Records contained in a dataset
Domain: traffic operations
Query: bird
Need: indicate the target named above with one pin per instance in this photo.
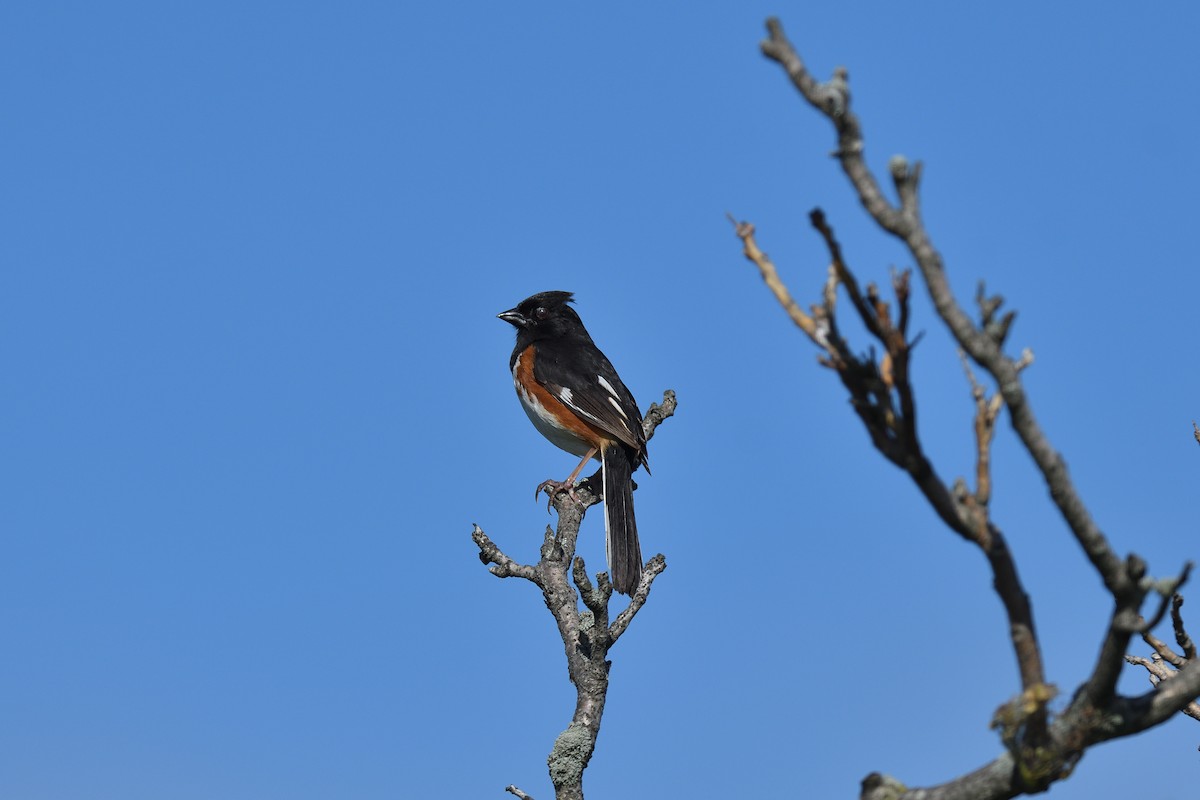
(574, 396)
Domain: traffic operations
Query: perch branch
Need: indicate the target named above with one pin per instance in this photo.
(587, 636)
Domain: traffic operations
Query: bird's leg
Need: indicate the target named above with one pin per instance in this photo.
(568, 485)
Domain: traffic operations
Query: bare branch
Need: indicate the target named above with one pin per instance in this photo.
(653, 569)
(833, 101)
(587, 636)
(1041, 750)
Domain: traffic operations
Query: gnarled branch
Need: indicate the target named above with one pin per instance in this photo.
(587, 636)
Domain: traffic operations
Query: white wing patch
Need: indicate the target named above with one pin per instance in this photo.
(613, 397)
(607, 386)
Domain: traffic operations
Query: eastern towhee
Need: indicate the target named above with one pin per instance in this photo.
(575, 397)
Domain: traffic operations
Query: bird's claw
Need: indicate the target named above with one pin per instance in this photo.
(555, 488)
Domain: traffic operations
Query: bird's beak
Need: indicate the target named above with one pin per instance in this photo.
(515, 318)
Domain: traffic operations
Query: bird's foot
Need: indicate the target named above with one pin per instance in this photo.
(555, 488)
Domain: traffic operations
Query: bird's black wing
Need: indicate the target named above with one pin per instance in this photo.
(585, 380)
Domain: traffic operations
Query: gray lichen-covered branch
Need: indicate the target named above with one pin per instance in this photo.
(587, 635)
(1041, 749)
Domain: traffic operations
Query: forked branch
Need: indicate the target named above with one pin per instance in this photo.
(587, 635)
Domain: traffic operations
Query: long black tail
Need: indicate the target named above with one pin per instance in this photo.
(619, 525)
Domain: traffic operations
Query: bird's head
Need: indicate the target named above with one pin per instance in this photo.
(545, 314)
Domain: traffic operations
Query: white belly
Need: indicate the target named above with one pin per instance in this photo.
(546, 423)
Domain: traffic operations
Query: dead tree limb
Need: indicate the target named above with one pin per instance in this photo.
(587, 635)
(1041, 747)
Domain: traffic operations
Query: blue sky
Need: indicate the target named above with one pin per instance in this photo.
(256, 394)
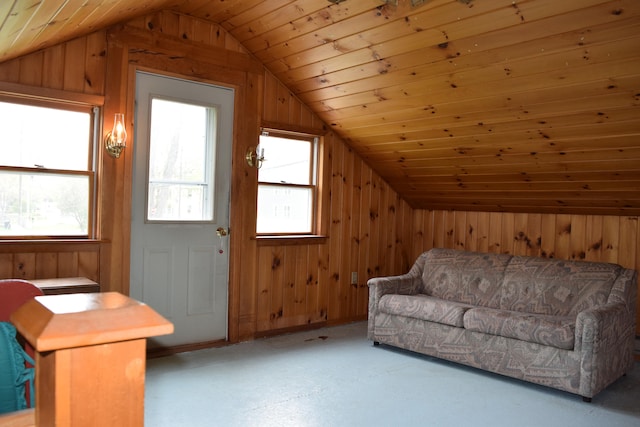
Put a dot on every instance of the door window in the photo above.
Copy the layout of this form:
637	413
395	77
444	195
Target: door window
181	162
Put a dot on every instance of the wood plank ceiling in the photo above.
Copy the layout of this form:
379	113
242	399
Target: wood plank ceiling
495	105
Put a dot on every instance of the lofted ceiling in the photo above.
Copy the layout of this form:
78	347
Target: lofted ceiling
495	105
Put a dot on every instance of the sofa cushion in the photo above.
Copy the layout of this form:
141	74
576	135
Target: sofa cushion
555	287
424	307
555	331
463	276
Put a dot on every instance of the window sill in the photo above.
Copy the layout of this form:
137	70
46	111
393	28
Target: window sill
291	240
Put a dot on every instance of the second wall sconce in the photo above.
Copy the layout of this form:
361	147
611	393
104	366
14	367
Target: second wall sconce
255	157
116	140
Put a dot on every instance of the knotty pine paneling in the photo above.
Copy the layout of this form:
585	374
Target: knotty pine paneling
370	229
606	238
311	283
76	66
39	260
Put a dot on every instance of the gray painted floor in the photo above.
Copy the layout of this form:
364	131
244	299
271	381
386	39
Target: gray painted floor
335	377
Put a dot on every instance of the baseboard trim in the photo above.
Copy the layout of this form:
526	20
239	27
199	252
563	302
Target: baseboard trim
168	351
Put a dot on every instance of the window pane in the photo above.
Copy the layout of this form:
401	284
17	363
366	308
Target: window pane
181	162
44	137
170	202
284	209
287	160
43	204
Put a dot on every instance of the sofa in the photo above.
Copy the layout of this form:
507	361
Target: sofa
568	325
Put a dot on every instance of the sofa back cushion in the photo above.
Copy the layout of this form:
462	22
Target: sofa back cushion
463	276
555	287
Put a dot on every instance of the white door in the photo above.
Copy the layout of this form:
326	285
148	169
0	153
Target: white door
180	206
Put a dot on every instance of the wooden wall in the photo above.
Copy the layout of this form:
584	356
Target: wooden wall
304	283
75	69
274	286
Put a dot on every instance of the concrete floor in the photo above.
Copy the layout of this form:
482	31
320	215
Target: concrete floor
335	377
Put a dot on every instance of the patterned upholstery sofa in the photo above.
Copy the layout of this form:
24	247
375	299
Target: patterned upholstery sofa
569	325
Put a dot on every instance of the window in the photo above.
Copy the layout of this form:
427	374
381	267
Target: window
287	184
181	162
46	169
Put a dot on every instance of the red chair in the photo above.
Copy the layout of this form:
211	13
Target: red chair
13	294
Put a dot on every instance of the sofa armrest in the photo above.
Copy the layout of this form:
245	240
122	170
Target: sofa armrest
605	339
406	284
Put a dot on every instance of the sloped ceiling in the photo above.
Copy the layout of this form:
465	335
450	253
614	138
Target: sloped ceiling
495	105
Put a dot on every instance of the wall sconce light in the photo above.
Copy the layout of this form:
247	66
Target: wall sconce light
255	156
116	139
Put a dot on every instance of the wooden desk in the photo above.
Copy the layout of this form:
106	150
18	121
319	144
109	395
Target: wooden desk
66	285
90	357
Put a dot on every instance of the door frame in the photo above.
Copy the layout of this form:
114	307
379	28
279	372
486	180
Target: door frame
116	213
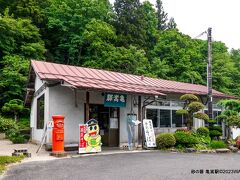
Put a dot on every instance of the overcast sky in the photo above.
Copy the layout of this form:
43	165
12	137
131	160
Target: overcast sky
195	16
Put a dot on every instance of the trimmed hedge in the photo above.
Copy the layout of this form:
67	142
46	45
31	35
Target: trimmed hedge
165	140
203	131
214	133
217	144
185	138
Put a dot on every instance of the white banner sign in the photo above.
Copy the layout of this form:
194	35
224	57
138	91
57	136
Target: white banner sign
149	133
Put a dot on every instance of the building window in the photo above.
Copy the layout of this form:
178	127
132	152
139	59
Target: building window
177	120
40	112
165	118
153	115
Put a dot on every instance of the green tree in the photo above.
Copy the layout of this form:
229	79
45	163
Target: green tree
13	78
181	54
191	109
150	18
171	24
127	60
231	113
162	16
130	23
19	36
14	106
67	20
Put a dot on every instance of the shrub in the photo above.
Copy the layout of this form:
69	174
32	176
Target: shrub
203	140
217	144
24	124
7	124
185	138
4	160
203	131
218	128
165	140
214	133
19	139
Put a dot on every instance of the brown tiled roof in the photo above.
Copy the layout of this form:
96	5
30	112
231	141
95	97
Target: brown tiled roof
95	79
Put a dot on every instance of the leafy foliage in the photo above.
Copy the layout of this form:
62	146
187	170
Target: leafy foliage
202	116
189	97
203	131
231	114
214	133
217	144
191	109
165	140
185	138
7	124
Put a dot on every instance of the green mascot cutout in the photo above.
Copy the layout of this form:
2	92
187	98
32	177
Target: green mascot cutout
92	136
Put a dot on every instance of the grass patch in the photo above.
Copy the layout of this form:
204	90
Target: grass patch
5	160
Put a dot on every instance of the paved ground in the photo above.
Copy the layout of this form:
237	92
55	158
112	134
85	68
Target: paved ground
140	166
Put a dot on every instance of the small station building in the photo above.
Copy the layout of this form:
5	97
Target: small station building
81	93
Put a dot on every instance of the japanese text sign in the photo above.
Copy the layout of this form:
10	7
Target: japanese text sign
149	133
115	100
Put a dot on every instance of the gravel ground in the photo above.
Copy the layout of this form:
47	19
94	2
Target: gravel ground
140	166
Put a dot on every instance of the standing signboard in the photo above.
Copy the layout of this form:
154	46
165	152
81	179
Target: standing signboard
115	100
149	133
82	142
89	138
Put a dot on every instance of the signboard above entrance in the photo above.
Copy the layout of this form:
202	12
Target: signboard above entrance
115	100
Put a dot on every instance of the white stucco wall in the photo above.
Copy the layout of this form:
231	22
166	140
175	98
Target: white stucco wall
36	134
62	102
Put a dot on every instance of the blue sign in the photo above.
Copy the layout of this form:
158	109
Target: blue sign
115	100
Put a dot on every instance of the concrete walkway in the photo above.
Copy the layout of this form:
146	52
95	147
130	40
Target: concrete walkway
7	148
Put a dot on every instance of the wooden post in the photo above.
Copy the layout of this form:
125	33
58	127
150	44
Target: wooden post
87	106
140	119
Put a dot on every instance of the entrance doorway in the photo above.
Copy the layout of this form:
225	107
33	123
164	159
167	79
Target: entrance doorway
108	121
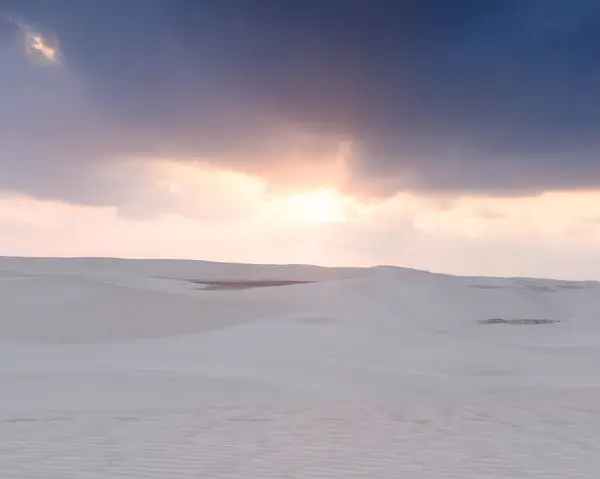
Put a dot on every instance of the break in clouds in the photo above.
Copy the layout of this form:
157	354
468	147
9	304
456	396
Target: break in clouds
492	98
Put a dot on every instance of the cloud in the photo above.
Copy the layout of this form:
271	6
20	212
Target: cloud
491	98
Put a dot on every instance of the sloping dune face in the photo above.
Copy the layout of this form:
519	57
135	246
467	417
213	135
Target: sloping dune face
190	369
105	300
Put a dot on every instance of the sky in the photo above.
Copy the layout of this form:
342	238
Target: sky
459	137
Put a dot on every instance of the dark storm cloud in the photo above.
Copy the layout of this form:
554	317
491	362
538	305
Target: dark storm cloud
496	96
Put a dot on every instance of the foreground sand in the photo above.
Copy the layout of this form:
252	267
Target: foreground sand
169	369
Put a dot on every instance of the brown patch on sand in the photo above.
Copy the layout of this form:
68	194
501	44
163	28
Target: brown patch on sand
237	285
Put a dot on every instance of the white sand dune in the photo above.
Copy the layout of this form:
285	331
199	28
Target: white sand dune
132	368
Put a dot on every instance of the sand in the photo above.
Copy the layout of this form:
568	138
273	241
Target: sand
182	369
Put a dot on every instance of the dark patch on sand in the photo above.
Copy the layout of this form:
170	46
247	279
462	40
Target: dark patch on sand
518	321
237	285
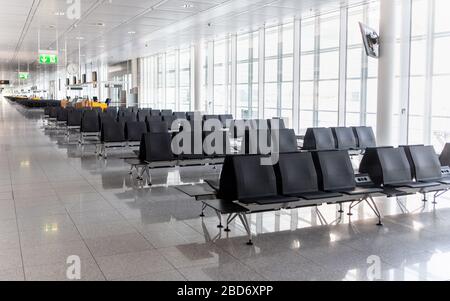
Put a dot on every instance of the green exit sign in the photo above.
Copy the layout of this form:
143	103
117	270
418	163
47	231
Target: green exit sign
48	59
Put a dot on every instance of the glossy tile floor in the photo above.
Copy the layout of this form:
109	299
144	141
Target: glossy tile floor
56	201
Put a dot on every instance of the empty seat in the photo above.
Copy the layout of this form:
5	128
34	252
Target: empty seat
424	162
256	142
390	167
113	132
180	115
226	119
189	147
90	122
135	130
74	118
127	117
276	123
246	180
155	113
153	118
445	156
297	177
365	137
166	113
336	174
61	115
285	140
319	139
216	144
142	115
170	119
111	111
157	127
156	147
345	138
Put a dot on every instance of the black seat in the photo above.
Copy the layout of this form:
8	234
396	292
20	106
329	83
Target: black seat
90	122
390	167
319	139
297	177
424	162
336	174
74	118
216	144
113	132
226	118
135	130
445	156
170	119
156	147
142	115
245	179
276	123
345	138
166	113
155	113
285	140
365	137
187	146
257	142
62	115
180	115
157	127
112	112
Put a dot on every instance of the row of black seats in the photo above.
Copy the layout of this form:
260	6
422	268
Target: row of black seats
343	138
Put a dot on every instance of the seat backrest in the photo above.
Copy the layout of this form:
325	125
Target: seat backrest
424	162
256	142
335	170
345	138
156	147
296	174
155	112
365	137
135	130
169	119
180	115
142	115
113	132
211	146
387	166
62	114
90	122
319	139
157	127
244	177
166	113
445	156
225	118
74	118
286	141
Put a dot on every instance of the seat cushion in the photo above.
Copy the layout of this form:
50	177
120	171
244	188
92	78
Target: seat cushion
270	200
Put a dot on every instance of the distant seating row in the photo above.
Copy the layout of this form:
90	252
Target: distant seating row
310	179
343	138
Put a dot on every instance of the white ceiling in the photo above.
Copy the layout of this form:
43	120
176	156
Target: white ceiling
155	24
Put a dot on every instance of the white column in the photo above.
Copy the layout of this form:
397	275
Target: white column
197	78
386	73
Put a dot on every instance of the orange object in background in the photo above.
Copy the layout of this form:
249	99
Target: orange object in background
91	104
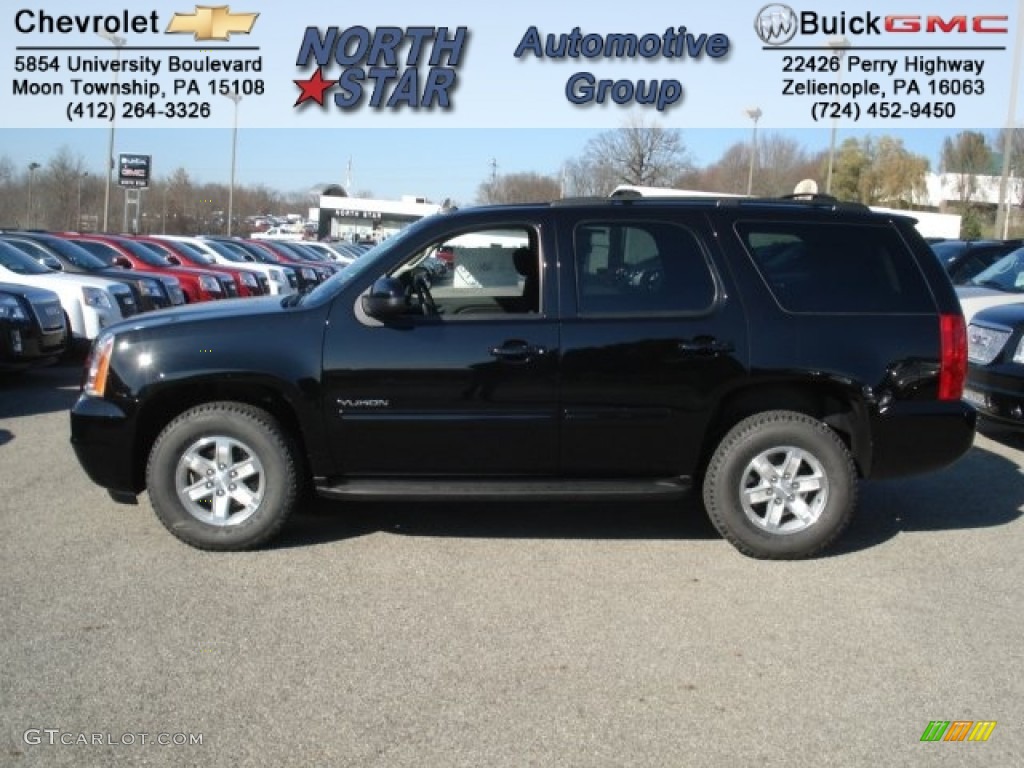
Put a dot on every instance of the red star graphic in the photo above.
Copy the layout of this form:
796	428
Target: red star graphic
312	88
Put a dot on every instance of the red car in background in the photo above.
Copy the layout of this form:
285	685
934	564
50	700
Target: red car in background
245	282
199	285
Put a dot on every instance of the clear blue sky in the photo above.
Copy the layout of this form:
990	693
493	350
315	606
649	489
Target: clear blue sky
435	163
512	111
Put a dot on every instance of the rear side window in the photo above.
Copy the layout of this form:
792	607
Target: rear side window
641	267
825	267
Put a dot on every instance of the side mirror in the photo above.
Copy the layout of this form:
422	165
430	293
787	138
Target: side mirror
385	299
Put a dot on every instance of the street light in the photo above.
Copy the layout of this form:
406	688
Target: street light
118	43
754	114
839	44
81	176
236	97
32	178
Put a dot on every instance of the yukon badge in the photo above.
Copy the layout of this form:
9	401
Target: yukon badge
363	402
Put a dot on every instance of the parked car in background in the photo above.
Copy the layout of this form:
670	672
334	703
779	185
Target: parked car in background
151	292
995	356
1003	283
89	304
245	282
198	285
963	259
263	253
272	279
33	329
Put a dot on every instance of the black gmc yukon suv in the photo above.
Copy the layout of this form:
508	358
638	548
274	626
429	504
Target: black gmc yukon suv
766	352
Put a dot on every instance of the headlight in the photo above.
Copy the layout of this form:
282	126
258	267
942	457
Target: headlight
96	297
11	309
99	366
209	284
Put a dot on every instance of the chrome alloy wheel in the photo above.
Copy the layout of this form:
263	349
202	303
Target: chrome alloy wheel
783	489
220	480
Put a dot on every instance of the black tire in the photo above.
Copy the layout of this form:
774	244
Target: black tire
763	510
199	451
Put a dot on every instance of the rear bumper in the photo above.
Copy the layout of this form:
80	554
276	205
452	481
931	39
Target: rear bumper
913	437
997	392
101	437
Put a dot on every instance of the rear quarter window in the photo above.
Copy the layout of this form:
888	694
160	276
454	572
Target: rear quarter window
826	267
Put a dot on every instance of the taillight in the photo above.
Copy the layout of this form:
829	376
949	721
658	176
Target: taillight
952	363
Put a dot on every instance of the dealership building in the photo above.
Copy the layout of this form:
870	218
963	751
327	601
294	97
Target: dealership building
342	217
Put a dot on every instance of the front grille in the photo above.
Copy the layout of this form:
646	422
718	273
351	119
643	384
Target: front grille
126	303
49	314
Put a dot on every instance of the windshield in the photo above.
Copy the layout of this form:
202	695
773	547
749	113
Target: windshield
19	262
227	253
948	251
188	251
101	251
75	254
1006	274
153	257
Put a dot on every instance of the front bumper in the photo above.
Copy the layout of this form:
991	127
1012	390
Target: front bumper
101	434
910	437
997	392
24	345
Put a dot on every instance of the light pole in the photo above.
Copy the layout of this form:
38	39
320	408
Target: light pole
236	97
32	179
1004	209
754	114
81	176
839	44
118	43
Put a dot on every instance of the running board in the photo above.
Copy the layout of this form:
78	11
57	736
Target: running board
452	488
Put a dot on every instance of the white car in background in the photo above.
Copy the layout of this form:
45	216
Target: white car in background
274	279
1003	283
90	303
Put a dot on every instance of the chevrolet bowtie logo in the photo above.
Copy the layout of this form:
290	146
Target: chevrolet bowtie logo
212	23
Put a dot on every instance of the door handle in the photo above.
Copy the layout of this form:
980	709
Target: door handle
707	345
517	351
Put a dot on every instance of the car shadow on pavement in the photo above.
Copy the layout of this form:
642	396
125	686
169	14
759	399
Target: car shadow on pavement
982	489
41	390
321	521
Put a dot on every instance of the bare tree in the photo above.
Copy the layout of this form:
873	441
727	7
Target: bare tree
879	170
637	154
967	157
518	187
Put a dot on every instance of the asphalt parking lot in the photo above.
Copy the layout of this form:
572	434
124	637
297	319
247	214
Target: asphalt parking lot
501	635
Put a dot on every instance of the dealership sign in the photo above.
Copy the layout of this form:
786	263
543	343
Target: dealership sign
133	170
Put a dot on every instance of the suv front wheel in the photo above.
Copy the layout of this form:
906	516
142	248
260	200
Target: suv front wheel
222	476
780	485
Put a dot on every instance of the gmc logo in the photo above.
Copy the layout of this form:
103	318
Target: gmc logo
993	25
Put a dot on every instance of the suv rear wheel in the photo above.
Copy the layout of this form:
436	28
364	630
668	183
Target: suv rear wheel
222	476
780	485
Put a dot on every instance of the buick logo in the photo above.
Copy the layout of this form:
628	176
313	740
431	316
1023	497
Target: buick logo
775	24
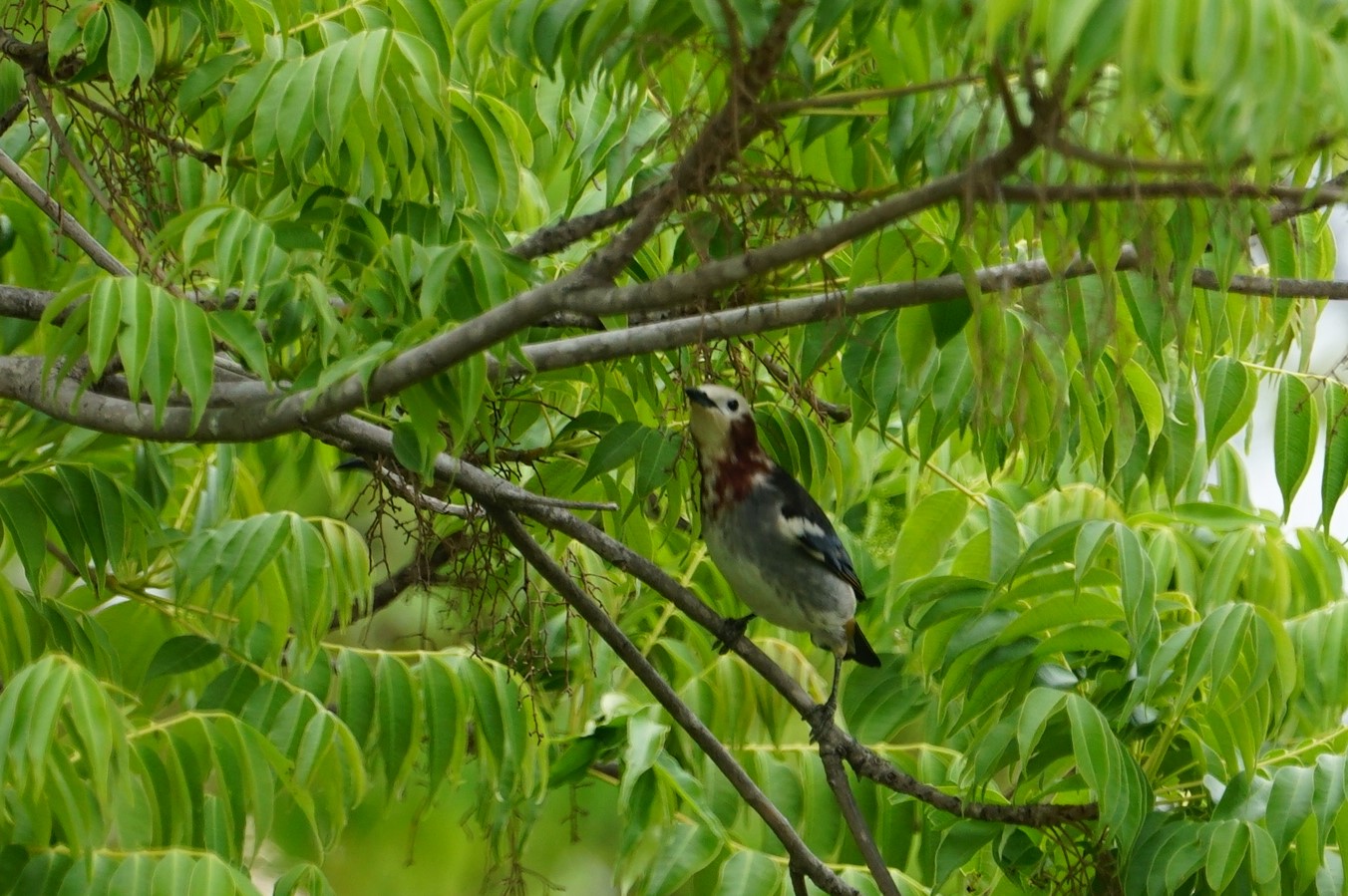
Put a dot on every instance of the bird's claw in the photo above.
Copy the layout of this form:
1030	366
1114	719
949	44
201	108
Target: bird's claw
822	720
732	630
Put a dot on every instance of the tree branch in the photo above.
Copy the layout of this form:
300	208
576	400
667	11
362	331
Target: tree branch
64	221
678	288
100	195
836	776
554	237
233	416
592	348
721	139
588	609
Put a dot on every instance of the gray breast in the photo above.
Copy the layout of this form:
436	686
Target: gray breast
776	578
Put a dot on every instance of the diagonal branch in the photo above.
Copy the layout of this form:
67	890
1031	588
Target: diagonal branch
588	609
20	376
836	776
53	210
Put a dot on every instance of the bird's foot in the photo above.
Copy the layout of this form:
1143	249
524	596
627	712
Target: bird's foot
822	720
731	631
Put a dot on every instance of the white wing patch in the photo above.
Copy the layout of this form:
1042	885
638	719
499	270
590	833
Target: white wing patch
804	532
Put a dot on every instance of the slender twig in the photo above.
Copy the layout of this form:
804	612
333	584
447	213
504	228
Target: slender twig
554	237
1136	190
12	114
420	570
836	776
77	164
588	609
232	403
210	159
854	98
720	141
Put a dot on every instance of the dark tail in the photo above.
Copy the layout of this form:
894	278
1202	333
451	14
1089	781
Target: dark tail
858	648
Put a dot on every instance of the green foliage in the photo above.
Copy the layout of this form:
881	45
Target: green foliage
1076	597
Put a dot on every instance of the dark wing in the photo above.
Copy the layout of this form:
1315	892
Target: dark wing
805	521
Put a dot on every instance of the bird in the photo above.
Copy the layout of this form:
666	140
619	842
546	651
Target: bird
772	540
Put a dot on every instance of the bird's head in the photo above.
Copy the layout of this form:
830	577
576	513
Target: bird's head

> _TASK TO CARRY OUT_
Give back, exactly and without pictures, the stretch of the records above from the line containing "Put a dot on every instance of the door handle" through the line containing "Put a dot on every instance of the bird's claw", with both end lines included.

> _TASK RESULT_
Put a dot on every instance of the door handle in the photo above.
Copy the layout of this form:
980	709
Target: door handle
707	345
517	351
Put a dot on every instance of the car shadow on pavement in the photo above.
Copy the layout of this form:
642	396
125	686
169	14
759	399
Target: car shadow on pavement
982	489
41	390
321	521
Put a dot on every instance of the bare tree in the photo above.
Copy the layout of this form:
873	441
727	7
Target: bare tree
879	170
637	154
967	157
518	187
Put a dot on every instance of the asphalt parking lot in the photo above.
Copy the layout of this form:
572	434
124	637
297	319
247	214
Target: asphalt parking lot
501	635
Put a dot on every instance of the dealership sign in the photo above.
Copy the layout of this form:
786	263
543	343
Target: dealership sign
133	170
Put a dot on every instance of the suv front wheel in the photo above.
Copy the layout of this form:
906	516
142	248
260	200
Target: suv front wheel
222	476
780	485
Put a dot on every instance of the gmc logo in the photo above.
Copy the layout of this form:
103	318
Target: gmc logo
993	25
Put a dot on every instance of the suv rear wheel in the photo above.
Copy the layout of this form:
436	28
364	630
668	183
Target: suv rear wheel
222	476
780	485
Put a dot on every instance of the buick logo in the photo above.
Copy the layout of this form:
628	176
313	740
431	316
1023	497
Target: buick logo
775	24
Put a dot on every instance of the bird's claw in the photo above.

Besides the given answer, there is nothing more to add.